- _Task_
Each line from the one containing "Please drop a marker on the pink" through the end of the records below must be repeated exactly, and no other line.

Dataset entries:

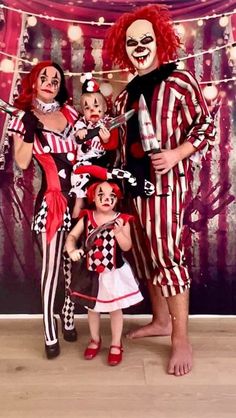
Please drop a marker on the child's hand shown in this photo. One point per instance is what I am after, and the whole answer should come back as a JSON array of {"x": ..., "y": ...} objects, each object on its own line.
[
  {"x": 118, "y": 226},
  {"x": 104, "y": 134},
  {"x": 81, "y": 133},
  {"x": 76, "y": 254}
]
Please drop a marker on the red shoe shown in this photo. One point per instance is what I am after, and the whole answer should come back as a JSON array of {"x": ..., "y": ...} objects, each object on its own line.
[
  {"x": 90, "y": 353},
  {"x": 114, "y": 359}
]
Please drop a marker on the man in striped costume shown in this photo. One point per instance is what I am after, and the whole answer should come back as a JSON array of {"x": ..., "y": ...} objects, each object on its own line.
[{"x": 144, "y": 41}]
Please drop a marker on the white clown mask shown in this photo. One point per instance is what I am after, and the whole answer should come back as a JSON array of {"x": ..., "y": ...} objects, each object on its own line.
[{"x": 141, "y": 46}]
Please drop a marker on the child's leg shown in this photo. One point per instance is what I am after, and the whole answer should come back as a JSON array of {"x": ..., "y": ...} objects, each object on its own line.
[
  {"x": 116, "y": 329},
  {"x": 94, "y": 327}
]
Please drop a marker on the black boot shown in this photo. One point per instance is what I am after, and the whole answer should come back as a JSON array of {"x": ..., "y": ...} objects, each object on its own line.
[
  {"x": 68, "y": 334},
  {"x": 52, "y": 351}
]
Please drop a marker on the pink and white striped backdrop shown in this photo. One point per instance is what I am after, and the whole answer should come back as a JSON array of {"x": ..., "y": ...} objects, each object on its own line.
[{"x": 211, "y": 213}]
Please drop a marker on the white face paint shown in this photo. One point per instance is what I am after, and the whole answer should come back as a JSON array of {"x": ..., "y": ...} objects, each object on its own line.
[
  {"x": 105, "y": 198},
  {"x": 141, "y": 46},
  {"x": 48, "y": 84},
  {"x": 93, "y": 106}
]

- _Solution below_
Please drop a marker on the pink and white striped backdrop shown in this photo. One point per instance is what I am after, and the whole answer should come back as a JSON array of {"x": ..., "y": ...} objects, each object on its own line.
[{"x": 211, "y": 213}]
Please drop a marker on the white face paint shown in this photo. One point per instance is what I am after, and the whole answer should come back as a JSON array of {"x": ..., "y": ...} objects, each object on its own line.
[
  {"x": 105, "y": 198},
  {"x": 141, "y": 46},
  {"x": 48, "y": 84},
  {"x": 93, "y": 106}
]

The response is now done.